[start Excerpt to read]
Let the games begin!

Happy New Year! Well it is has been for the first four weeks and then all the political parties decided to tell us about their policies for education in this Year of the Horse.

And what did we hear?

First there were the Greens – poverty, poverty, poverty was the cry. This was a replay of the 1980’s when educators seemed unable to get past the fact that some students were hungry, in fact they were so obsessed by this that they forgot to teach the students how to read and write. Later in the weekend Labour was to get on this band wagon and opt for school lunches for the hungry.

There are many systems that provide food to students – the US and the UK both use eligibility for a free school lunch as a key measure of poor learners who learn poorly. The good news is that I am certain the students enjoy the lunches (although Jamie Oliver has a view about how good or nutritious they might be). But there is not a shred of evidence that there is a connection between the provision of free school meals and improvements in achievement on a scale that would suggest that it is other than a social gesture.

Labour made a grander entrance on the Early Childhood Education stage. Full marks to them for noting that ECE is important – it is more that important, it is central to sound achievement and equitable outcomes. But Labour didn’t wish to be too complex about all this.

Rather they preferred to bask in the glory of their (what seems to me to the failed) 20 Free Hours policy and, no doubt ignoring all the complexities of a schooling system that is not delivering equitable outcomes, decided to simply expand it – “20 Free Hours – no wait, there’s more – 25 Free hours.”
[end Excerpt to read]
[start Dataset extract]
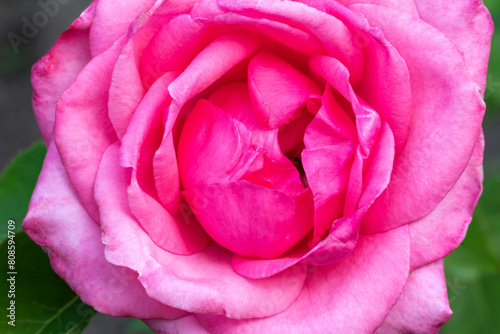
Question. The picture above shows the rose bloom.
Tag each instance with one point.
(262, 166)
[end Dataset extract]
Jobs
**A)** List every political party, country, and person named in the piece on party education policies.
**B)** Write the next part of the piece on party education policies, starting right after its last sentence.

Outputs for the tasks
**A)**
- Greens
- Labour
- US
- UK
- Jamie Oliver

**B)**
When the 20 Free Hours was originally introduced there was no discernable increase in access to ECE services. Similarly when the scheme was freed from any targeting there was again no discernable increase in access to ECE. Those who were using the resource were simply increasing the amount of ECE they accessed thereby consuming more resource with a disappointing and continuing lack of access for those who are unable to go to a quality ECE provider.

Most of these students who are denied the ECE benefits are Maori and Pasifika and they live in communities where there are simply not enough places. Take the Tamaki area in Auckland as an example: there are 7,000 little ones under the age of five who are trying to get into the 2,000 places available. You improve access to ECE services through providing more places. Labour tossed off a quick promise to “build more ECE Centres in high-need areas” but this was something of faint hope and perhaps an afterthought overshadowed by and of lesser priority than the popular promise to spend on seeing that existing services will get higher subsidies so as to have “100 percent qualified staff” – the barons of the sandpits rubbed their hands with glee – higher costs mean higher subsidies and higher fees, excellent for the balance sheet for the large centres that offer ECE services as a business rather than a service to the community.

You only have to look at where the new multi-million dollar ECE places (I almost wrote palaces) are being built – they are on the commuter roads where those in work are able to drop their little ones off at our expense while they go off and earn quite good money in a job.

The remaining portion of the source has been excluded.